Dataset entries
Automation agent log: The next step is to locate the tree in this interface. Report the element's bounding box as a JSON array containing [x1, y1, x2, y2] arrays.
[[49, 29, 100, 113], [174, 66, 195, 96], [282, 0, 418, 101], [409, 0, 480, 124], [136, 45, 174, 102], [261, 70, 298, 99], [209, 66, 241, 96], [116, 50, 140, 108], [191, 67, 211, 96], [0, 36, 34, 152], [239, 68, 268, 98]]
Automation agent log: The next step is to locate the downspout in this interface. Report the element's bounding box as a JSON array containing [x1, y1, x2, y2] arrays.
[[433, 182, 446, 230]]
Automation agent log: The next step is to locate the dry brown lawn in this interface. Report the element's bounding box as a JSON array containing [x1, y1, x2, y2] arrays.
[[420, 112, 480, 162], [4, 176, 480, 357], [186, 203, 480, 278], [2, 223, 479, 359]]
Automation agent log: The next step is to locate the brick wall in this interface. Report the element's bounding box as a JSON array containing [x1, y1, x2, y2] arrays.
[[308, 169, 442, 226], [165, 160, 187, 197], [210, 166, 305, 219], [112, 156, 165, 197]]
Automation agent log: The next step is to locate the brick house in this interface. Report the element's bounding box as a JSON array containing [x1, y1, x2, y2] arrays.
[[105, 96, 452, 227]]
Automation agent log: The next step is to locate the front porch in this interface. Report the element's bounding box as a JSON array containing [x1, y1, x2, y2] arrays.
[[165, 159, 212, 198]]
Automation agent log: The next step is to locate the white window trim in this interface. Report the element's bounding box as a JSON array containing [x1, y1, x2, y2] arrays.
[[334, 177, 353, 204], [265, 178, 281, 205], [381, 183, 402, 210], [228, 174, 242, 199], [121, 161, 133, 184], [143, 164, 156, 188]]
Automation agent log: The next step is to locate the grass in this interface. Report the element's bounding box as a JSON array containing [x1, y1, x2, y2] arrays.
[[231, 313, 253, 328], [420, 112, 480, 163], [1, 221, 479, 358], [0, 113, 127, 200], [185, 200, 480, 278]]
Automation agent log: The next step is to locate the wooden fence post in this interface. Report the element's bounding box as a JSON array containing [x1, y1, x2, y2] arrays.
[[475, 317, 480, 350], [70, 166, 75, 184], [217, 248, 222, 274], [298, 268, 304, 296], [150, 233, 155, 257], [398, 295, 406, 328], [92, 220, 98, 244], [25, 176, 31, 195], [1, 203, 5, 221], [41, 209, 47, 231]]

• [What you will do]
Output the records above precisely.

• [Task answer]
Automation agent log: The next step is to locate the tree in this interface. Report the element's bounding box as a JSON array containing [x1, y1, x2, y2] arrays.
[[49, 29, 100, 113], [174, 66, 195, 96], [282, 0, 418, 101], [409, 0, 480, 124], [136, 45, 174, 102], [261, 70, 298, 99], [209, 66, 241, 96], [116, 50, 140, 108], [191, 67, 211, 96], [0, 36, 34, 152], [239, 68, 268, 98]]
Automation agent log: The next step is to locate the downspout in this interface. Report the element's bounding box as a JSON array containing [x1, y1, x2, y2] arrays.
[[433, 182, 446, 230]]
Automation agent log: The next step is to locate the dry brown lawn in this interface. Report the element's bounding box as a JSON array containing [x1, y1, x2, y2] arrays.
[[420, 112, 480, 162], [4, 176, 480, 357], [186, 203, 480, 278], [2, 223, 479, 359]]
Automation agent log: The next step is to locate the brick wall in this interface. Report the element's bounding box as a JSON array containing [x1, y1, x2, y2] arrays.
[[308, 169, 442, 226], [165, 160, 187, 197], [210, 166, 305, 219], [112, 156, 165, 197]]
Automation agent log: The next step is to locate the brick house in this interface. Report the element's bounding box as a JSON array containing [x1, y1, x2, y2] arrays.
[[105, 96, 452, 227]]
Automation agent log: The next step is to locate the front porch in this interface. Report the element's bounding box as a JSON array containing [x1, y1, x2, y2] arrays.
[[165, 159, 212, 198]]
Automation agent log: The next step is to locate the white window trim in this interface. Report the element's bounding box as a JSON array containing [x1, y1, x2, y2] arrays.
[[334, 177, 353, 204], [265, 178, 281, 205], [381, 183, 402, 210], [228, 174, 242, 199], [121, 161, 133, 184], [143, 164, 156, 188]]
Automation agent log: The next step is to locate the grass in this interface. Report the element's bounding box as a JSON array containing [x1, y1, x2, y2] arrays.
[[231, 313, 253, 328], [420, 112, 480, 163], [1, 221, 479, 358], [0, 113, 127, 200], [185, 200, 480, 278]]
Automation agent log: The next step is to locate the wooden fence post in this interface. Report the element's bounding box as a JSON array containing [x1, y1, x2, y2] arrays.
[[475, 317, 480, 350], [70, 166, 75, 184], [217, 248, 222, 274], [298, 268, 304, 296], [150, 233, 155, 257], [398, 295, 406, 328], [92, 220, 98, 244], [25, 176, 31, 195], [1, 203, 5, 221], [41, 209, 47, 231]]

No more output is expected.